» TASK OBJECTIVE: List every line of the entries below that contains the string "negative", matching case exactly.

··········

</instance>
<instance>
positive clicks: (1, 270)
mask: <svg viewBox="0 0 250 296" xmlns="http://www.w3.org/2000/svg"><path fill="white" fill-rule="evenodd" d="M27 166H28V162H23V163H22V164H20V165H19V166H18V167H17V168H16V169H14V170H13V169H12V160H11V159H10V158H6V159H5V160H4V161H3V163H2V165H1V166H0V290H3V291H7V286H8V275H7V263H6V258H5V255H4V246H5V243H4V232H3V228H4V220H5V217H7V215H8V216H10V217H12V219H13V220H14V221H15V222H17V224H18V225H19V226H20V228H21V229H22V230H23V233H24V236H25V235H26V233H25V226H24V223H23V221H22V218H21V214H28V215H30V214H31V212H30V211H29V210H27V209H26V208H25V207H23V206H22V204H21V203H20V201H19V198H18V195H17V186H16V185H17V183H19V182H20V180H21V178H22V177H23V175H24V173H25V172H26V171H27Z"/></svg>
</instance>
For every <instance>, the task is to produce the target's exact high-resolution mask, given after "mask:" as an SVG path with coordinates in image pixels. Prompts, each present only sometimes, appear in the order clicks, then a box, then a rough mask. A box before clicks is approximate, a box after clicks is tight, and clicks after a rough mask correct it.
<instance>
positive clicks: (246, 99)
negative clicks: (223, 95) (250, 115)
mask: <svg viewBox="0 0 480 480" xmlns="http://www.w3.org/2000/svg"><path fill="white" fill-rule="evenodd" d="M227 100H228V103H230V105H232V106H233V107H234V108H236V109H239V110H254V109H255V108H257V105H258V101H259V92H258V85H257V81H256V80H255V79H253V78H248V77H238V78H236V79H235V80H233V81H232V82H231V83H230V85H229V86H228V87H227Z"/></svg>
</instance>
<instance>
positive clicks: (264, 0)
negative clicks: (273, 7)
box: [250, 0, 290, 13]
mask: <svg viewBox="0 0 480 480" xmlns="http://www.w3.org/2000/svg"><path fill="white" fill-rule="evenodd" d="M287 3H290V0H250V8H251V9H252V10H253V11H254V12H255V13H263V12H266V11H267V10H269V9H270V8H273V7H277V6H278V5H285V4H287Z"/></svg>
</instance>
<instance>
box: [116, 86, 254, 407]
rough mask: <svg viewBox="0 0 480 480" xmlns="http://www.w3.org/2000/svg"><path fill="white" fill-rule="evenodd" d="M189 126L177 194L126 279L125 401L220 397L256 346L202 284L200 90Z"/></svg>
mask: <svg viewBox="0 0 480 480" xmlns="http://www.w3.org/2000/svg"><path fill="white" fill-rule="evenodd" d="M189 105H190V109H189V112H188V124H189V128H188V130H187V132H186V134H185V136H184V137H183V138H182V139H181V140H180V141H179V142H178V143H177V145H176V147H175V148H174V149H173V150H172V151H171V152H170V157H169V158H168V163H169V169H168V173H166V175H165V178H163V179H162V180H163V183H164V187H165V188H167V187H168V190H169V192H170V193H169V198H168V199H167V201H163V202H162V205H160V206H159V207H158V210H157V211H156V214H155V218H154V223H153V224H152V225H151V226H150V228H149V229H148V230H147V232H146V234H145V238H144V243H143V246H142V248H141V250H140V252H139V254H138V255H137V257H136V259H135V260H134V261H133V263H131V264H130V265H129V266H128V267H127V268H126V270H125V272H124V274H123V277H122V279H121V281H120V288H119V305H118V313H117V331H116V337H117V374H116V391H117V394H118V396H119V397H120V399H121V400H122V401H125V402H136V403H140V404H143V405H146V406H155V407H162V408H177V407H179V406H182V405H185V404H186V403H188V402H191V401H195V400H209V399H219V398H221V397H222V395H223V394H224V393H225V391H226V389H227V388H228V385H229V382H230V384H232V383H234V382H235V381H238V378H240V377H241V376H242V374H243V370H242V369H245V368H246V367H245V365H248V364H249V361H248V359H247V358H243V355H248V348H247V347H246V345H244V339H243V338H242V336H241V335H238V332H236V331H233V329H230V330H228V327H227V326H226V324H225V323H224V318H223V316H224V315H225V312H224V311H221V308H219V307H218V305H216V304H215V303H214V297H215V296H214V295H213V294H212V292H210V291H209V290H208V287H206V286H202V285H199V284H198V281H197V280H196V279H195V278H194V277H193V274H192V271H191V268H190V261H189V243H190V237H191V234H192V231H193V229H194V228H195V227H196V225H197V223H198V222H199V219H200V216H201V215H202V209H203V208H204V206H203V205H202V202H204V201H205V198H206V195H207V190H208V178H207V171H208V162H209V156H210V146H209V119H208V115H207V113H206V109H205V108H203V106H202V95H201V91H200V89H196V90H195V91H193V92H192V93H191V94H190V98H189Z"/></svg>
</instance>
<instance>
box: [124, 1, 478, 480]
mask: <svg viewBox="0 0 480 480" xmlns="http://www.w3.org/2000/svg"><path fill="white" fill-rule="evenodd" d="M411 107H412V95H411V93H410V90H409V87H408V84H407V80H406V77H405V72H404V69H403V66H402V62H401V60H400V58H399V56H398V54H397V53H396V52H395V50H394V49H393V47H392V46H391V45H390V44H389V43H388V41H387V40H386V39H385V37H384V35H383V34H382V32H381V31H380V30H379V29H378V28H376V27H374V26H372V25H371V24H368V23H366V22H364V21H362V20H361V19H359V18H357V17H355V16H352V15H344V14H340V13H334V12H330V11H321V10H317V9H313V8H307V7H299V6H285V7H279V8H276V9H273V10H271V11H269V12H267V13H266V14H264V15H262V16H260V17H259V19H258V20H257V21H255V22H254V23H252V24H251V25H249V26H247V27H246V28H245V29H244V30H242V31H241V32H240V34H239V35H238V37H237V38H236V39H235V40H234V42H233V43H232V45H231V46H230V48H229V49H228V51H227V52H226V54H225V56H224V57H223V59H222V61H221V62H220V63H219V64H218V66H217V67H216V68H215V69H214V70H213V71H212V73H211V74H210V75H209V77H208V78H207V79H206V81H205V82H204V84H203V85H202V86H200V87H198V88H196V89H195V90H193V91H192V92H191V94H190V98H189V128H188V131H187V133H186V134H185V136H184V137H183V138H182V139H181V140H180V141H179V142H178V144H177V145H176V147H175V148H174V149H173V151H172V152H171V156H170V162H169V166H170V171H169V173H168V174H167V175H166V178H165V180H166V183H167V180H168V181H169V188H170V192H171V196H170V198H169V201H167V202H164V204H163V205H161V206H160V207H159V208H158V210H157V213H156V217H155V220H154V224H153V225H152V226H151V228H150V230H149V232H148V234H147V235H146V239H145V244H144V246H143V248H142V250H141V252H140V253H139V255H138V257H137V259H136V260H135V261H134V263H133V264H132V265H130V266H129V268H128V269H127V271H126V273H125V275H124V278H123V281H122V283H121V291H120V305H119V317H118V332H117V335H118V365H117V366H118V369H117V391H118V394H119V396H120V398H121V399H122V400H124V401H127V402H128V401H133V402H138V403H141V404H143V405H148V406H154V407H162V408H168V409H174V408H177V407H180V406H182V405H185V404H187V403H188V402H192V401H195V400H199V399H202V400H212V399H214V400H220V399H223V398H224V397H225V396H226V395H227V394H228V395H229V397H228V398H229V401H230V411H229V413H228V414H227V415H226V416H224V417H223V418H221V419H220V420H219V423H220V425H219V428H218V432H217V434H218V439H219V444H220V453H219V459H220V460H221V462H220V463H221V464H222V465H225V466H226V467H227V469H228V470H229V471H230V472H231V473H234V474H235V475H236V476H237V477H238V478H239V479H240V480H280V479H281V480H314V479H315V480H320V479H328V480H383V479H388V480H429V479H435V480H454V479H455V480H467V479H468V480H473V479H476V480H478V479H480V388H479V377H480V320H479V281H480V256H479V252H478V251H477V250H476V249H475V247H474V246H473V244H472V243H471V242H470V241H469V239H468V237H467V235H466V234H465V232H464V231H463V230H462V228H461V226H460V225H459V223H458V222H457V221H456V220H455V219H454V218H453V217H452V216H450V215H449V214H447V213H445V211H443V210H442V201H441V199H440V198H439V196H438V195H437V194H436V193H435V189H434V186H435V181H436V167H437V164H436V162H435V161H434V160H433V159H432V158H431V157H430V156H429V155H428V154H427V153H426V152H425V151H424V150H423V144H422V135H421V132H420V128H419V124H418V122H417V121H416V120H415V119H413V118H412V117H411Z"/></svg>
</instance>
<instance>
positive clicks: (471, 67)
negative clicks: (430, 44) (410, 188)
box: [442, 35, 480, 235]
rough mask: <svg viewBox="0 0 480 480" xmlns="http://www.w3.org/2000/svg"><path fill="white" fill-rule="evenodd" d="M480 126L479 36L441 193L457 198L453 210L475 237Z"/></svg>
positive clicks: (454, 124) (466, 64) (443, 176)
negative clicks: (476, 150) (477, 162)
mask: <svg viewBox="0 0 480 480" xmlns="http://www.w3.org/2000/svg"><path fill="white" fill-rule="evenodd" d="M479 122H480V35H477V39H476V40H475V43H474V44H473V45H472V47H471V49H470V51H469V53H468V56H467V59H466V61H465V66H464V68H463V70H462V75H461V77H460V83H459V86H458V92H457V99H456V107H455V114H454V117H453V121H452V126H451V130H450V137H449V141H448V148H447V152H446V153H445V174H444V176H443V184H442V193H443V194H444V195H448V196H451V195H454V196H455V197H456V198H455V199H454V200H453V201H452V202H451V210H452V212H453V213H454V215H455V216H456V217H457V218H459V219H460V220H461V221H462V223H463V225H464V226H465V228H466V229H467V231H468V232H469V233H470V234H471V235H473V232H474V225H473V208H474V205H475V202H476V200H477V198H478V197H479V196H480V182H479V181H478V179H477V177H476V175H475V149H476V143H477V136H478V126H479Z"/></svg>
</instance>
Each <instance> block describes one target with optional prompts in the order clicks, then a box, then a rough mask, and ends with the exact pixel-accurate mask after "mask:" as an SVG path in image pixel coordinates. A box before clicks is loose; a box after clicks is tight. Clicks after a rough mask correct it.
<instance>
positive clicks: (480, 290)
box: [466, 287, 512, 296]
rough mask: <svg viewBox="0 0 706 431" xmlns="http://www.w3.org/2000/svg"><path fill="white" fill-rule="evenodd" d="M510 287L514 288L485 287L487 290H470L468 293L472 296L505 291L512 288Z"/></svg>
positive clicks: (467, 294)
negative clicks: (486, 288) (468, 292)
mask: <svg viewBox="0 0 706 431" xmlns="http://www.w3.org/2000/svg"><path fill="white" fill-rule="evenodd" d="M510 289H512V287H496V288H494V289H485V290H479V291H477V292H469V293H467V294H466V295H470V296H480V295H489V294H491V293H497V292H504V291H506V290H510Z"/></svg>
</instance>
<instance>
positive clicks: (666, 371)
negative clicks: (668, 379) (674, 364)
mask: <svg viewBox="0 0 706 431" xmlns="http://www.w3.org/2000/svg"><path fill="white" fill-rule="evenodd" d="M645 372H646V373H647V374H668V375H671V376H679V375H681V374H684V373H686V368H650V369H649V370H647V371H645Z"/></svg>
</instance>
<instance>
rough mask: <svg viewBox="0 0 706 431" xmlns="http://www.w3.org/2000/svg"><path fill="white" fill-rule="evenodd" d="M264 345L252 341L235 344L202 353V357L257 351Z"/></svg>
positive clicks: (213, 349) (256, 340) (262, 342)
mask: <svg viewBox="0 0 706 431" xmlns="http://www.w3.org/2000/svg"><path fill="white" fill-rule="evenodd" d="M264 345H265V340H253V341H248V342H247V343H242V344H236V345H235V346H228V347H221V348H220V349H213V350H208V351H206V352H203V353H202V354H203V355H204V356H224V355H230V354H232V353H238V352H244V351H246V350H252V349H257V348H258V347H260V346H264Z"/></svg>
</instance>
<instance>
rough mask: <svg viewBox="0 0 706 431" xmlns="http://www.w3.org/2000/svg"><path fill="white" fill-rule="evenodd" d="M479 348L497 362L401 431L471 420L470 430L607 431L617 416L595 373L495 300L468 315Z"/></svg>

··········

» ANSWER SECTION:
negative clicks: (223, 95) (250, 115)
negative clicks: (273, 7)
negative clicks: (430, 44) (410, 188)
negative clicks: (476, 150) (477, 162)
negative clicks: (486, 288) (468, 292)
negative clicks: (668, 379) (674, 364)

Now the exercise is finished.